Sunday, June 26, 2005

[[Drained...]]

Here's another post to add to an increasing rarely updated blog~!!

Ok...it's not that I hate to update my blog nowadays, but work is getting really tiring. There hasn't been much to talk about, and I don't like to talk about my work because of personal issues.............

Blah blah blah...excuses, excuses....

So anyway, yes, I am REALLY tired. Was playing some basketball with my secondary school mates last evening. I must say it was fantastically enjoyable. One, because we haven't got together to play for a long, long time. And next, because I've hardly exercised the last few months.

Now, I'm starting to feel the effects of being a lazybone. My whole body is aching so much. Everywhere feels stiff, and both my calves are hurting like mad because of cramps.

Man...I really should start exercising often.

Oh yeah, Joanne is going to fly off to Australia for studies. Going to be away for 2 years, I think? It's kind of a happy-sad thing. Happy because seeing friends being able to further their studies, which is never a bad thing, makes me...well...happy. Sad because the laws of reality states that as people grow apart in terms of both physical and mental distance, their friendships usually dwindle down the drain.

[Source data]

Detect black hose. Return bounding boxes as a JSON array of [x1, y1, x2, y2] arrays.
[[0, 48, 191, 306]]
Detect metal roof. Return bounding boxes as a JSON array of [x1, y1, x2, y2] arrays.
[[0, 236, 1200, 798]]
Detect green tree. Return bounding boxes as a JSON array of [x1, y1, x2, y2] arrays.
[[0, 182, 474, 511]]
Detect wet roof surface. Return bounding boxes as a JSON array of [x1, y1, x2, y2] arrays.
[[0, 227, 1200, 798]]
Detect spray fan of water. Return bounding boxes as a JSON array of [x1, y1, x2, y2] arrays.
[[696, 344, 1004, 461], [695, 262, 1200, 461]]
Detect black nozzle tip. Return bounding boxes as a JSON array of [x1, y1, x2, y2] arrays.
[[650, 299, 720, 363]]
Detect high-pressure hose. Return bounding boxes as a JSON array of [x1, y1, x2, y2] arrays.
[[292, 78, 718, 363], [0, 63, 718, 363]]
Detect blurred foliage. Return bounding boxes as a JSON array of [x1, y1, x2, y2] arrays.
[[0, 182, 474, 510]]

==

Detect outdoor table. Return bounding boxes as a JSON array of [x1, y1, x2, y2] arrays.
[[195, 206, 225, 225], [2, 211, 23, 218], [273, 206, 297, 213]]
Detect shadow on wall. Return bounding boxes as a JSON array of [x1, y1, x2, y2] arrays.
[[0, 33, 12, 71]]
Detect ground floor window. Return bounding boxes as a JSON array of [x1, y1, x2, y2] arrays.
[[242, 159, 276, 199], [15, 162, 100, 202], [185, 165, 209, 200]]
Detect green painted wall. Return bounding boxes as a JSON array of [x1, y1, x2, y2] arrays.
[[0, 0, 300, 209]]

- Problem set:
- A) In the blog post, which parts of the writer's body are hurting because of cramps?
- B) Repeat the rows from the line that contains "Detect wet roof" through the line that contains "[[0, 182, 474, 510]]", including both of those lines.

- Outputs in order:
- A) Both calves.

- B)
Detect wet roof surface. Return bounding boxes as a JSON array of [x1, y1, x2, y2] arrays.
[[0, 227, 1200, 798]]
Detect spray fan of water. Return bounding boxes as a JSON array of [x1, y1, x2, y2] arrays.
[[696, 344, 1004, 461], [695, 262, 1200, 461]]
Detect black nozzle tip. Return bounding boxes as a JSON array of [x1, y1, x2, y2] arrays.
[[650, 299, 720, 363]]
Detect high-pressure hose. Return bounding boxes as a JSON array of [x1, y1, x2, y2] arrays.
[[292, 78, 718, 363], [0, 63, 718, 363]]
Detect blurred foliage. Return bounding boxes as a JSON array of [x1, y1, x2, y2] arrays.
[[0, 182, 474, 510]]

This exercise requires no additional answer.